INTRODUCTION: As Stop Smoking Clinics (SSCs) become more common across the globe, it is important to know how far one can make broad generalisations concerning characteristics of smokers who attend these clinics and factors that predict their success. This involves accumulation of data from different countries.
OBJECTIVE: The aim of this study was to identify characteristics of smokers and factors leading up to quitting with clinics in Malaysia.
METHOD: Records from 629 smokers who had sought help from five selected SSCs in Malaysia from January 2006 to June 2007 were analysed.
RESULTS: The characteristics of smokers attending Malaysian smoking clinics were broadly similar to those in Western countries. Consistent with the findings from other countries, older age and longest duration of previous quit attempts were associated with successful smoking cessation. Greater baseline carbon-monoxide readings (OR 0.96, 95% CI 0.93-0.99; p=0.013), but not Fagerstrom Test for Nicotine Dependence (FTND), predicted failure to quit at six-month in multivariate analysis. Success rates varied greatly between clinics even after adjusting for all other predictors.
CONCLUSION: In these rare data from a non-Western culture some predictors of successful smoking cessation appeared to generalise from Western smokers but the universal validity of the FTND in particular needs to be examined further.

Source material:
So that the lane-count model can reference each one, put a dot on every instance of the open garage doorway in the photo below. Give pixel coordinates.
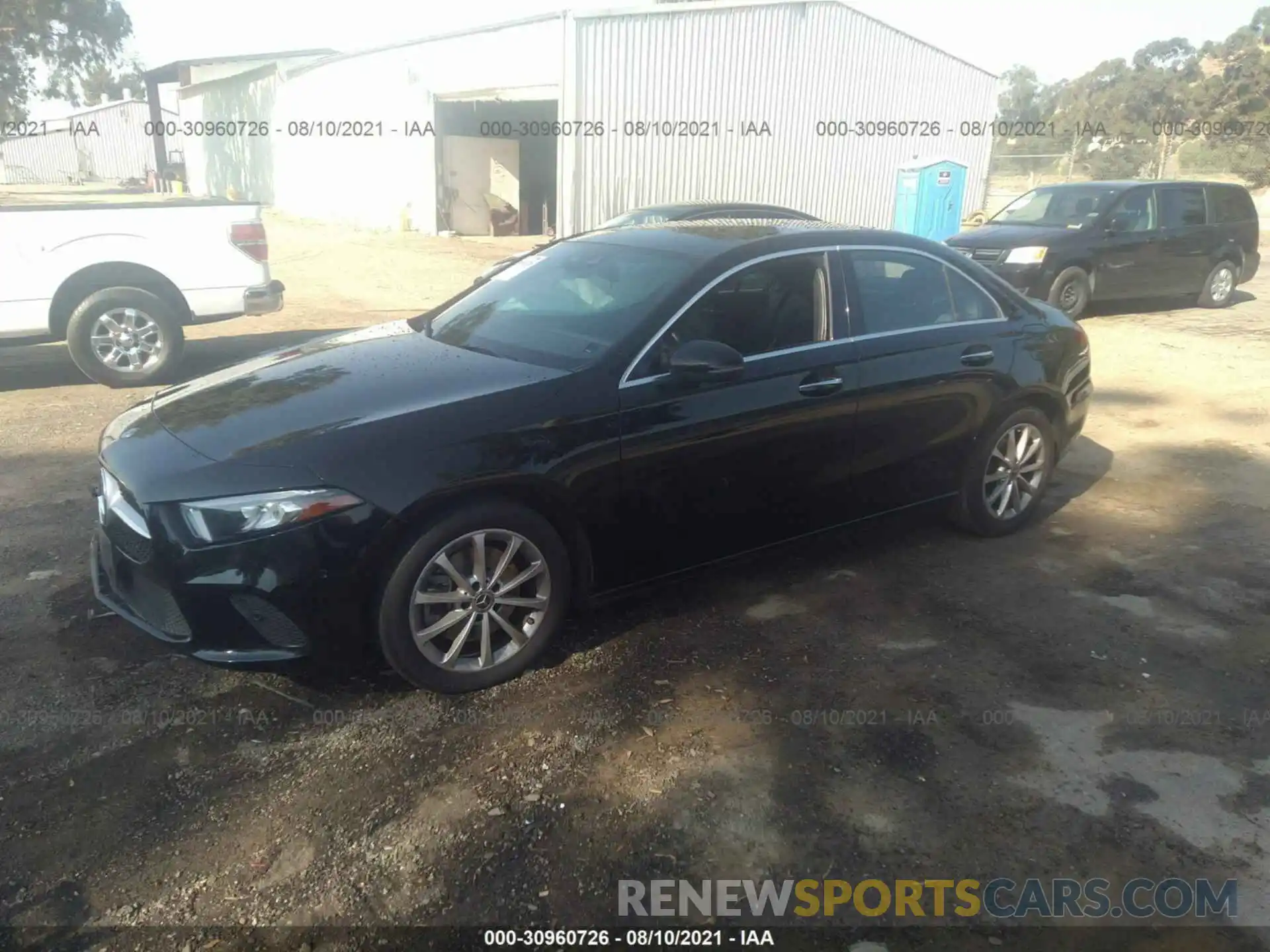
(495, 164)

Complete the following:
1) Please say whether each statement below agrees with the smoking-clinic abstract, answering yes or no and quoting the words from the abstract that decide it.
(a) The study analyzed records from 629 smokers who attended five Malaysian clinics.
(b) The Fagerstrom Test for Nicotine Dependence predicted failure to quit at six months in the multivariate analysis.
(c) After adjustment for all other predictors, success rates were much the same across the clinics.
2) In one to three sentences, explain why the smoking-clinic abstract considers it important to know how far broad generalizations about clinic attenders and predictors of their success can be made, and what that requires.

Answers to the problems:
1)
(a) Yes: "Records from 629 smokers who had sought help from five selected SSCs in Malaysia from January 2006 to June 2007 were analysed."
(b) No: "but not Fagerstrom Test for Nicotine Dependence (FTND), predicted failure to quit at six-month in multivariate analysis."
(c) No: "Success rates varied greatly between clinics even after adjusting for all other predictors."

2) It matters because Stop Smoking Clinics are becoming more common across the globe. Finding out how far such generalizations hold requires accumulating data from different countries.